§ PROBLEM TO WORK ON
Every line of the material below should be retyped exactly.

§ DATASET CONTENT
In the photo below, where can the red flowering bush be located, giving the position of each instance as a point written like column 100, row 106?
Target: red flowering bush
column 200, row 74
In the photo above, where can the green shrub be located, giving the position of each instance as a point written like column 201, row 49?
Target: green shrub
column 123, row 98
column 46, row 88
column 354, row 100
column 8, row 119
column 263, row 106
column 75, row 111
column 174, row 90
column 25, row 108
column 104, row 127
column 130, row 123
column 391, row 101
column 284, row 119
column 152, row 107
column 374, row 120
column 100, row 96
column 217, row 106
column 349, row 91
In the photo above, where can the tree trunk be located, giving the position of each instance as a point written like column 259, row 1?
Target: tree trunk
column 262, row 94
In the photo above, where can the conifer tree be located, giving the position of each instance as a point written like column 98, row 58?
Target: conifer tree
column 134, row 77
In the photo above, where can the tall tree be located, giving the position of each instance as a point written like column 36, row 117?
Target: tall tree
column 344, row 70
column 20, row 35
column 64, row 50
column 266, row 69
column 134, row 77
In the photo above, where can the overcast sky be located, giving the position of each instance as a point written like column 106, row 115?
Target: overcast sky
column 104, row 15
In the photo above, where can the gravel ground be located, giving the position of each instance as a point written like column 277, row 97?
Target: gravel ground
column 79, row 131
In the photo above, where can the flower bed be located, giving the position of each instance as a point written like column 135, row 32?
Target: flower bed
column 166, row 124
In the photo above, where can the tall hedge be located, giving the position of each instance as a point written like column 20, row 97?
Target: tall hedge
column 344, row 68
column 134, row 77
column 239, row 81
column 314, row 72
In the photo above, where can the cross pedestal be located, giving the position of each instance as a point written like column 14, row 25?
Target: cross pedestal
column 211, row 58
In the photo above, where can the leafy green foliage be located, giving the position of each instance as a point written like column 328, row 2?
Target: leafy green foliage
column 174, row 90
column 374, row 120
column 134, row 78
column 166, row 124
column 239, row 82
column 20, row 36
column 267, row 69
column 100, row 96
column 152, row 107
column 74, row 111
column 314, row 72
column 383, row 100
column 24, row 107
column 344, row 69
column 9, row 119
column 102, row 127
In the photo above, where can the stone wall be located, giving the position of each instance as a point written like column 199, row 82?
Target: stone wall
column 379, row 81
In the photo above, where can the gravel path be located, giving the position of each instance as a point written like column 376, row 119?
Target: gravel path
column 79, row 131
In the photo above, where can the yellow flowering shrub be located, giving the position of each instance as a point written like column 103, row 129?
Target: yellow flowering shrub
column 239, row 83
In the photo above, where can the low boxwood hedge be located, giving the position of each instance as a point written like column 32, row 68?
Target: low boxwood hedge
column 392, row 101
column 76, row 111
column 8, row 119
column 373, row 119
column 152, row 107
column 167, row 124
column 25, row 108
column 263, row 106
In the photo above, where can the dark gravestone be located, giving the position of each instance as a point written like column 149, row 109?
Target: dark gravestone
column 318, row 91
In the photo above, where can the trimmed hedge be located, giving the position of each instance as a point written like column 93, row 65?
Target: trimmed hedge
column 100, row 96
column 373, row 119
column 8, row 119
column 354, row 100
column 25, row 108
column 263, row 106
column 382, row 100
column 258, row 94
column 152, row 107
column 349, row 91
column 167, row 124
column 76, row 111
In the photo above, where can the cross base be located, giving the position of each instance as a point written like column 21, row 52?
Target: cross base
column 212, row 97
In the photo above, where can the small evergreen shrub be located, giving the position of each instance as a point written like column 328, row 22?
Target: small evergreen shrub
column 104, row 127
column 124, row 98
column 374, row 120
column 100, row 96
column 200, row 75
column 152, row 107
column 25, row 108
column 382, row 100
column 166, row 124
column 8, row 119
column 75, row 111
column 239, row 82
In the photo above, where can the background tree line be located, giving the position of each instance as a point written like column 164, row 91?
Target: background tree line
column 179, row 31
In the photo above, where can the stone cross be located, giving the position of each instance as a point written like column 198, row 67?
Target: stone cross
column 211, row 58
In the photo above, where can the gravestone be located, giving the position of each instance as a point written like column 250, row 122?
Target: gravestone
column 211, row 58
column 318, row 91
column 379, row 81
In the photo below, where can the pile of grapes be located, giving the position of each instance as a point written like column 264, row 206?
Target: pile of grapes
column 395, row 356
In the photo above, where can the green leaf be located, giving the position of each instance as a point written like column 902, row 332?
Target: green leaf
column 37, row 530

§ YOUR SOLUTION
In the photo below, where can the red flowering bush be located, giving the position of each instance as a point written like column 100, row 106?
Target: red flowering bush
column 200, row 74
In the photo above, where can the green shrub be located, giving the position of each instance as a point written like column 201, row 49?
Target: green shrub
column 123, row 98
column 46, row 88
column 354, row 100
column 8, row 119
column 263, row 106
column 75, row 111
column 174, row 90
column 25, row 108
column 104, row 127
column 130, row 123
column 391, row 101
column 284, row 119
column 152, row 107
column 374, row 120
column 100, row 96
column 217, row 106
column 349, row 91
In the photo above, where can the tree trunk be located, giving the position of each instance as a point written like column 259, row 1?
Target: tree trunk
column 262, row 94
In the photo above, where can the conifer tree be located, giving the position of each instance as a point written like column 98, row 58?
Target: conifer tree
column 134, row 77
In the photo above, where can the tall tree be located, giving the position of each instance as a point written like column 36, row 117?
Target: tall tree
column 344, row 70
column 20, row 35
column 64, row 50
column 266, row 69
column 134, row 77
In the photo above, where can the overcast sky be located, giving the position of each instance as a point written like column 106, row 115?
Target: overcast sky
column 104, row 15
In the photo above, where can the gravel ground be located, giving the position of each instance as a point written like column 277, row 97?
Target: gravel ground
column 79, row 131
In the photo above, where can the flower bed be located, giving the position of each instance as a point written like column 135, row 32?
Target: flower bed
column 166, row 124
In the photo above, where can the tall hedge be located, giving the position of each instance as a point written like column 20, row 97?
Target: tall hedge
column 344, row 68
column 134, row 77
column 239, row 81
column 314, row 72
In the photo above, where can the cross pedestal be located, giving the position of each instance as a point written like column 14, row 25?
Target: cross pedestal
column 211, row 58
In the photo above, where can the leafy green foliage be located, giving the position of each instance as a point written like column 328, row 2?
Target: leafy green foliage
column 174, row 90
column 374, row 120
column 134, row 78
column 166, row 124
column 239, row 82
column 20, row 36
column 267, row 69
column 100, row 96
column 152, row 107
column 74, row 111
column 314, row 72
column 383, row 100
column 24, row 107
column 344, row 69
column 9, row 119
column 102, row 127
In the photo above, where can the stone wall be located, giving the position of each instance as a point written like column 199, row 82?
Target: stone wall
column 379, row 81
In the photo above, where can the gravel path be located, giving the position of each instance as a point written like column 376, row 119?
Target: gravel path
column 79, row 131
In the photo above, where can the yellow flowering shrub be located, giving the position of each instance as a point written like column 103, row 129?
Target: yellow flowering shrub
column 239, row 83
In the photo above, where can the low boxwood hedge be located, giving the position of each instance as a point written like column 32, row 68?
Target: low boxwood hedge
column 392, row 101
column 76, row 111
column 8, row 119
column 373, row 119
column 152, row 107
column 167, row 124
column 25, row 108
column 263, row 106
In the photo above, where can the dark gravestone be located, giving the position of each instance as a point written like column 149, row 109?
Target: dark gravestone
column 318, row 91
In the photo above, where can the trimmed hedge be located, giving the position of each instance as a point written like column 93, row 65?
Target: trimmed hedge
column 100, row 96
column 373, row 119
column 8, row 119
column 354, row 100
column 25, row 108
column 263, row 106
column 382, row 100
column 258, row 94
column 152, row 107
column 349, row 91
column 167, row 124
column 76, row 111
In the photo above, where can the cross base be located, giving the position of each instance as a point written like column 21, row 52?
Target: cross base
column 212, row 97
In the photo above, where can the small evergreen shrub be located, giving the position of each instance as a point written like column 328, row 22?
Target: small evergreen shrub
column 104, row 127
column 124, row 98
column 374, row 120
column 100, row 96
column 200, row 75
column 152, row 107
column 25, row 108
column 382, row 100
column 166, row 124
column 8, row 119
column 75, row 111
column 239, row 82
In the photo above, where can the background tree line be located, giving the position of each instance as a point written like column 164, row 91?
Target: background tree line
column 179, row 31
In the photo above, where can the stone cross be located, giving the position of each instance as a point written like column 198, row 67?
Target: stone cross
column 211, row 58
In the photo above, where can the gravestone be located, giving the position of each instance as a point written like column 250, row 122?
Target: gravestone
column 211, row 58
column 318, row 91
column 379, row 81
In the photo below, where can the pile of grapes be located, giving the position of each instance as a point written like column 264, row 206?
Target: pile of grapes
column 395, row 356
In the photo above, where can the green leaf be located, giving the position of each instance as a point written like column 902, row 332?
Target: green leaf
column 37, row 530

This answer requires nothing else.